» What you have to do:
Rescale the stretch from the line containing "of the brick" through the end of the items, and give only those lines again with their requests included. Multiply every x and y coordinate in the answers by 1.75 and round each result to a whole number, rounding halves up.

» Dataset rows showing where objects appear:
※ ※ ※

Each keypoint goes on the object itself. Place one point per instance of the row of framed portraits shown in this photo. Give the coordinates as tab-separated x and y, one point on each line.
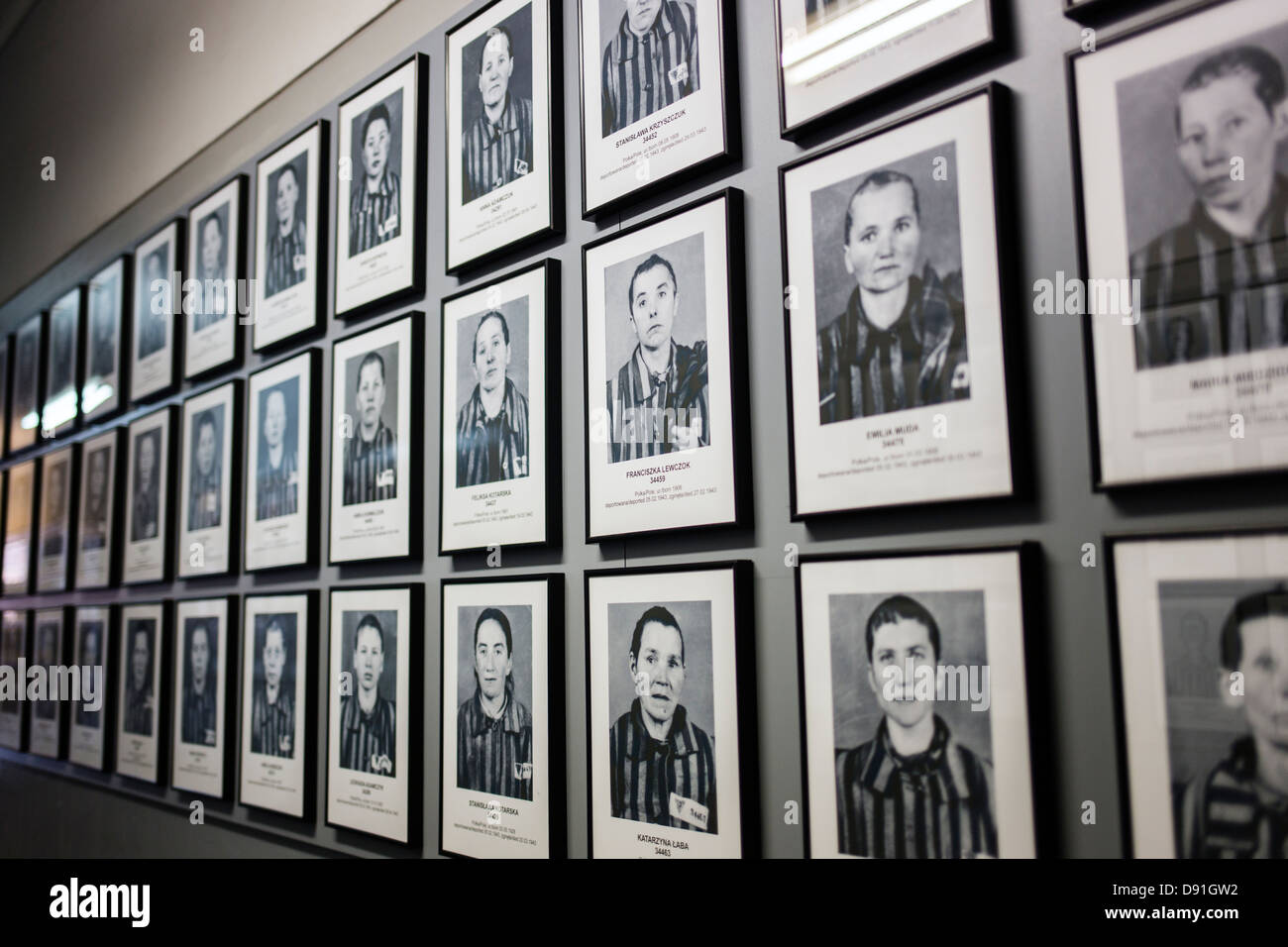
915	686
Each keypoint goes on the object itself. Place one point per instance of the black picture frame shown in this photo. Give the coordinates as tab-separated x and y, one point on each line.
729	110
415	442
1001	147
314	235
858	103
553	403
745	685
1029	564
554	159
555	715
738	382
419	201
237	263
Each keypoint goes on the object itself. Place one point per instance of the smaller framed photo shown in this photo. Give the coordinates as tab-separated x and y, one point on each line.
670	707
277	702
29	359
13	656
210	483
281	451
89	742
1199	622
21	488
149	486
55	532
661	119
158	286
666	433
500	421
290	215
375	711
107	342
503	131
214	296
48	720
102	463
376	428
141	716
380	224
60	408
205	716
501	729
913	677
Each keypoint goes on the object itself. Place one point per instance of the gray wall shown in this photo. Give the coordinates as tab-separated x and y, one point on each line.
1061	513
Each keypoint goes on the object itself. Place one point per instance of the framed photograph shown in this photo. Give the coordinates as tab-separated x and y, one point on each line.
501	792
204	715
835	54
1186	328
60	407
380	224
147	499
90	731
282	449
211	482
29	350
13	657
503	129
913	678
141	719
158	296
376	476
277	702
107	342
500	412
56	504
20	513
1201	622
375	711
214	298
661	120
670	707
666	434
48	720
102	464
290	214
897	368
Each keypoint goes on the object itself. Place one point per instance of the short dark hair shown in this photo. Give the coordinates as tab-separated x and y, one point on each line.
370	359
496	31
498	617
662	616
377	111
489	315
875	182
901	608
653	262
1257	604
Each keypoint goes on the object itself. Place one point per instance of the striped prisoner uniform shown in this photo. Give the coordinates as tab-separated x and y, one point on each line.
374	218
644	408
370	467
282	252
277	489
494	154
647	774
271	725
493	754
1229	290
368	740
1232	813
934	804
639	76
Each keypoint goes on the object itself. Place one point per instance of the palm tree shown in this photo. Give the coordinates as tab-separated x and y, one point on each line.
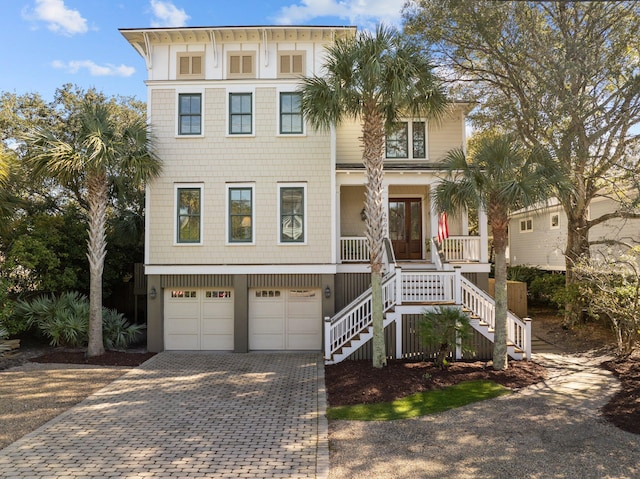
100	149
374	78
499	175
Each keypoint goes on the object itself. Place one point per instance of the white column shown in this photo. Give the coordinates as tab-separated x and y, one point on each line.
484	235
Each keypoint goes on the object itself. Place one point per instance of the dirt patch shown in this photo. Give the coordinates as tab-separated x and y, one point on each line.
357	382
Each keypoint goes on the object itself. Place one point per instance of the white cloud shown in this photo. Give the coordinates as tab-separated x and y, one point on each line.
58	17
167	14
94	69
357	12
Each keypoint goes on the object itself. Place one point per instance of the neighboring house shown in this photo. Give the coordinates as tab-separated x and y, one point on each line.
255	230
538	236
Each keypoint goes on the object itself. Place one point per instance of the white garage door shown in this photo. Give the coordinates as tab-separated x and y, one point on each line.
198	319
281	319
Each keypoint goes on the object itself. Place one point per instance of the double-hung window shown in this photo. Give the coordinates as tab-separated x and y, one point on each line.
292	213
290	114
240	204
189	214
189	114
240	114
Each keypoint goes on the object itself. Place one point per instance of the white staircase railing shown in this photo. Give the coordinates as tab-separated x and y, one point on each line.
483	306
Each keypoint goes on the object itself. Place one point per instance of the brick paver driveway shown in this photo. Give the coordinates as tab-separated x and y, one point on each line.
189	415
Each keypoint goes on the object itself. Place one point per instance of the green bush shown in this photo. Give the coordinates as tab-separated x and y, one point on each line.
446	327
64	320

※ ※ ※

» Task output:
Each keypoint goes on the object itself. Place one point per instance of the brick paver driveway shown in this photo. Give the coordinates as tab-separated x and y, one point on each line.
331	726
Each keypoint goes on the object itself. Place one point per instance of the green bush shown in this photo. Give the coordinates as tab-separated x and y, one point on each line.
781	572
112	560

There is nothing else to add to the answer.